- DIRECTIONS: Retype only what runs from the first line of the records to the line with "Target to segment: <item>small", inclusive, and no pictures.

* * *

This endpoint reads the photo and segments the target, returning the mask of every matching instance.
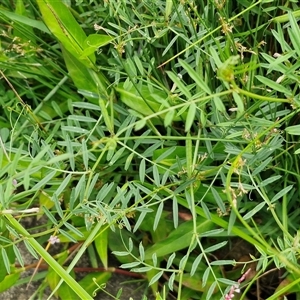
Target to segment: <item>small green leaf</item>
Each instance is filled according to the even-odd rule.
[[[193,276],[195,274],[195,272],[197,271],[197,268],[202,260],[202,257],[203,257],[203,253],[200,253],[194,260],[194,262],[192,264],[192,269],[191,269],[191,276]]]
[[[152,270],[153,268],[151,266],[149,267],[141,267],[141,268],[134,268],[131,269],[132,272],[137,272],[137,273],[146,273]]]
[[[153,283],[159,280],[159,278],[163,275],[164,271],[160,271],[155,276],[152,277],[152,279],[149,282],[149,286],[151,286]]]
[[[224,247],[226,244],[227,244],[227,241],[224,241],[224,242],[215,244],[213,246],[210,246],[210,247],[206,248],[204,251],[205,251],[205,253],[214,252],[214,251]]]
[[[146,173],[146,161],[145,161],[145,159],[142,159],[142,161],[140,163],[140,167],[139,167],[139,177],[140,177],[141,183],[144,183],[145,173]]]
[[[287,187],[285,187],[284,189],[282,189],[281,191],[279,191],[272,199],[271,199],[271,203],[274,203],[275,201],[277,201],[278,199],[282,198],[285,194],[287,194],[291,189],[293,188],[293,185],[288,185]]]
[[[6,272],[8,274],[10,274],[10,262],[9,262],[9,258],[8,258],[7,253],[6,253],[6,251],[5,251],[5,249],[3,247],[1,247],[1,255],[2,255],[2,259],[3,259],[3,262],[4,262],[4,266],[5,266]]]
[[[171,291],[173,291],[173,284],[174,284],[174,280],[175,280],[175,276],[176,273],[172,273],[172,275],[170,276],[169,280],[168,280],[168,287]]]
[[[168,258],[168,262],[167,262],[167,269],[170,269],[172,263],[173,263],[173,260],[176,256],[176,253],[173,253],[169,258]]]
[[[191,129],[195,121],[196,110],[197,110],[196,104],[194,102],[191,102],[189,105],[189,110],[185,121],[185,129],[184,129],[185,132],[188,132]]]
[[[80,58],[84,58],[94,54],[98,48],[109,44],[113,40],[112,37],[105,34],[90,34],[83,42],[84,50]]]
[[[163,209],[164,209],[164,202],[162,201],[162,202],[160,202],[160,204],[157,208],[157,212],[156,212],[154,223],[153,223],[153,231],[155,231],[157,229],[158,223],[161,219],[161,214],[163,212]]]
[[[140,242],[140,244],[139,244],[139,252],[140,252],[141,261],[144,261],[145,260],[145,249],[144,249],[142,242]]]
[[[291,96],[293,93],[292,91],[288,90],[286,87],[284,87],[282,84],[279,84],[269,78],[266,78],[261,75],[255,76],[261,83],[265,84],[266,86],[272,88],[275,91],[281,92],[283,94],[286,94],[288,96]]]
[[[289,126],[285,131],[291,135],[300,135],[300,125]]]
[[[18,281],[20,275],[21,275],[21,272],[6,275],[4,277],[4,279],[1,280],[0,293],[2,293],[4,291],[8,290],[9,288],[15,286],[15,284]]]
[[[244,220],[248,220],[252,218],[256,213],[258,213],[264,206],[266,205],[266,202],[259,203],[257,206],[255,206],[252,210],[250,210],[248,213],[246,213],[243,216]]]
[[[132,269],[134,267],[137,267],[138,265],[140,265],[141,263],[139,261],[134,261],[134,262],[131,262],[131,263],[127,263],[127,264],[122,264],[120,266],[120,268],[122,269]]]
[[[201,78],[200,74],[198,74],[186,61],[179,59],[179,63],[187,71],[189,76],[191,76],[191,78],[196,82],[196,84],[200,87],[200,89],[203,90],[206,94],[210,95],[211,90],[208,87],[208,85],[204,82],[204,80]]]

* * *

- RESULT FOR THIS EXERCISE:
This endpoint reads the photo and segments the target, returning the mask of every matching instance.
Target to segment: <item>small green leaf</item>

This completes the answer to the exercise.